▶ What you have to do: Among the entries that follow, the required portion opens with the line containing "Target: dark blue sea" and closes with the line containing "Target: fan palm plant". Give that portion again exactly, and nothing else.
[[ Data open ]]
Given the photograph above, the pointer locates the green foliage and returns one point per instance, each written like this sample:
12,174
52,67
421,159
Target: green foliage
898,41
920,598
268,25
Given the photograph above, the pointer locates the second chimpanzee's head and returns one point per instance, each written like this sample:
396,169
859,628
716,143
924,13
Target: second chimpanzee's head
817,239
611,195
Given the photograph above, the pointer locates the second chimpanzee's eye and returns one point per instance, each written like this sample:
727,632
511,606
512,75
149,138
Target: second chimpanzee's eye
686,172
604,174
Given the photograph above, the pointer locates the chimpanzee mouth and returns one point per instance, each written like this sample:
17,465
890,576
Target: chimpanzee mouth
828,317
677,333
[[ Data closed ]]
[[ Data open ]]
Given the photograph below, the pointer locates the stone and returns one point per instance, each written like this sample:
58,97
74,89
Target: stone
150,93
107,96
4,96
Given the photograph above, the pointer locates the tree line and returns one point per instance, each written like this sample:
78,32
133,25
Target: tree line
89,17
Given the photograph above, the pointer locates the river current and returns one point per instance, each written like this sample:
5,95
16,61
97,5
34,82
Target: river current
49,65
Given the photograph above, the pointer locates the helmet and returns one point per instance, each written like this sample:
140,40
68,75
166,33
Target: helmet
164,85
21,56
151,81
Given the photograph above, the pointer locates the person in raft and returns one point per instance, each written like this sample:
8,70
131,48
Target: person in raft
[[ Data closed ]]
[[ Data open ]]
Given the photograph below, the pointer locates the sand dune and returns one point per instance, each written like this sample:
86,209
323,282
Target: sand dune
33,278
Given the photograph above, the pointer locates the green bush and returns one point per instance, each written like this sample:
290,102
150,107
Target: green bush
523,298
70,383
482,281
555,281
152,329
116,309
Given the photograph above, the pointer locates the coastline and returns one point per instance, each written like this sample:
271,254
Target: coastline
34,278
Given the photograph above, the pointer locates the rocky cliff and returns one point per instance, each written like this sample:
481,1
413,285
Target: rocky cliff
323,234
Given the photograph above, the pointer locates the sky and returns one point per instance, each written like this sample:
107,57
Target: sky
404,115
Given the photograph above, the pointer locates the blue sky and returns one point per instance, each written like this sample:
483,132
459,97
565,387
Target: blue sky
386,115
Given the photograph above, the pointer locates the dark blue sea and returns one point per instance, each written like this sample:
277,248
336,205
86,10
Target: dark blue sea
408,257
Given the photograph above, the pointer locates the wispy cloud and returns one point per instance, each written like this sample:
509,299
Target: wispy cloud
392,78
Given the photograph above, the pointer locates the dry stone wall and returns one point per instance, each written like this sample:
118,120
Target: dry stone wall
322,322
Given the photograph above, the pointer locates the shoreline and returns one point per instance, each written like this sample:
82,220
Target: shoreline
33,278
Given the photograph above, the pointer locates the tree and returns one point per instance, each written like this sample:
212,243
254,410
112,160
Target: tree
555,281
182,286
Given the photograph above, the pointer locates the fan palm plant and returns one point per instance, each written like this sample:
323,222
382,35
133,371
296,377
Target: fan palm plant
[[ Data closed ]]
▶ Finished task:
Target: dark blue sea
408,257
Given the photograph above, the pointer locates the wispy cloud and returns one point per instance, each written like this sample:
509,299
Target: wispy cloud
392,78
Given the photograph above, the pointer locates the dry stone wall and returns one point per instance, each written like this sample:
118,120
Target: dry stone wall
322,322
Given the photograph above, the pointer locates the shoreline and returns one point per instance, each written like this sample:
82,220
Target: shoreline
33,278
Given the photograph above, the pointer locates the tree and returns one point per instance, each written like this sample:
212,243
254,410
112,160
Target: tree
555,281
182,286
Given the photograph above, the pointer locates the fan palm plant and returns one point per instance, each written like this sample:
323,222
382,35
133,371
296,377
Target: fan palm plant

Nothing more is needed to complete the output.